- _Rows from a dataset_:
* * * *
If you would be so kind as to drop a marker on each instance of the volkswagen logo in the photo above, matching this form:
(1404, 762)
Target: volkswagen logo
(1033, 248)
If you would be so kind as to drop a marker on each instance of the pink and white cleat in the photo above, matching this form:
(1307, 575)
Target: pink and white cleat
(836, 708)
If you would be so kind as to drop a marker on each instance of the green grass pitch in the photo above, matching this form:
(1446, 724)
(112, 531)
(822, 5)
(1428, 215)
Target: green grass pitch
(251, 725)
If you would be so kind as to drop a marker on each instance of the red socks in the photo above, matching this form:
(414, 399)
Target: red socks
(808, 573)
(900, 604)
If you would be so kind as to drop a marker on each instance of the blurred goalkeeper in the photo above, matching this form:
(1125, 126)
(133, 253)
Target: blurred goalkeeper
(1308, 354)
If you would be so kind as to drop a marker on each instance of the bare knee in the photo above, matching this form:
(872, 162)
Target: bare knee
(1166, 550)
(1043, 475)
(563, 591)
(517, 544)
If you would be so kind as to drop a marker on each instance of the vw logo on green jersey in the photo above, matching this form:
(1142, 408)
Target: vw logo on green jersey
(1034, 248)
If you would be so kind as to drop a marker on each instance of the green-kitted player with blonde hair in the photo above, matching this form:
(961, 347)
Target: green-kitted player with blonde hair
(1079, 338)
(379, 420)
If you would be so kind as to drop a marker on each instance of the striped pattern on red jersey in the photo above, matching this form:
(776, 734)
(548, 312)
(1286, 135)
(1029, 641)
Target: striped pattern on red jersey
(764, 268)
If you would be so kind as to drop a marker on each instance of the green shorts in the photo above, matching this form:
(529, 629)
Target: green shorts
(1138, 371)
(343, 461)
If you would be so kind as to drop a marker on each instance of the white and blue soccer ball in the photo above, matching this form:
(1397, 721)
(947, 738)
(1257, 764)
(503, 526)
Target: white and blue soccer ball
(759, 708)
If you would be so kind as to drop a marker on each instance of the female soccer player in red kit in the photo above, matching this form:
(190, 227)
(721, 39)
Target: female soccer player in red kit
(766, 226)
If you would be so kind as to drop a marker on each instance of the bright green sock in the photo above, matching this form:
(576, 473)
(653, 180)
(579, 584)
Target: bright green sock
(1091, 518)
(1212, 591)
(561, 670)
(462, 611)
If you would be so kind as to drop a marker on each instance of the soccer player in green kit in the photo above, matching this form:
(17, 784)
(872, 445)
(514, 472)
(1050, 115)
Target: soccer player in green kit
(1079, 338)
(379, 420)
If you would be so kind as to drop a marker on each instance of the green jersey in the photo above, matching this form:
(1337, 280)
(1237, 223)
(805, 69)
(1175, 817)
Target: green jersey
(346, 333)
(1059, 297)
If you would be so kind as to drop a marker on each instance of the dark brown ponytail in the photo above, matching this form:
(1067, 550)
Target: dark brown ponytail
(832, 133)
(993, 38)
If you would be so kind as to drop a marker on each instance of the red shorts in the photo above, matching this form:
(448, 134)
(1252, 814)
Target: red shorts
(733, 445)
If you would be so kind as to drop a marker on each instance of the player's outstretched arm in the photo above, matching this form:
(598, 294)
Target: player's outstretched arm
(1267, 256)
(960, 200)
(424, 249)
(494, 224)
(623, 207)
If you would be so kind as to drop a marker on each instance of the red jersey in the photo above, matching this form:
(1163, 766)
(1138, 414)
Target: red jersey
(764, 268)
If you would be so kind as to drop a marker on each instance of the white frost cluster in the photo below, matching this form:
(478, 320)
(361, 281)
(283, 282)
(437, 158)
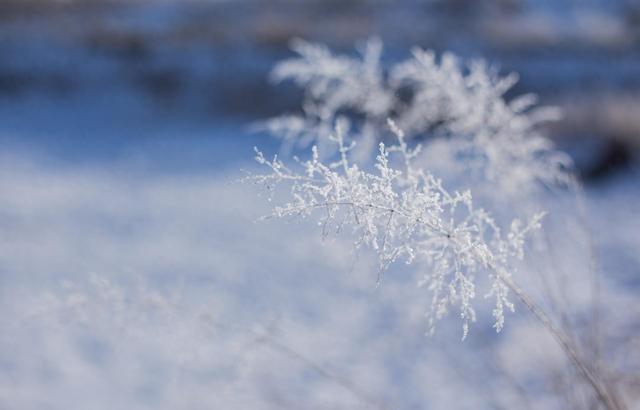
* * * *
- _Problem to solve_:
Identify each line of the material above that contains the string "female", treating uppercase and lowercase letters as distinct, and copy every such line.

- _In response_:
If you would be so kind as to drop a marker on each instance of the female soccer player in red kit in the photo above, matching this form:
Target: female soccer player in red kit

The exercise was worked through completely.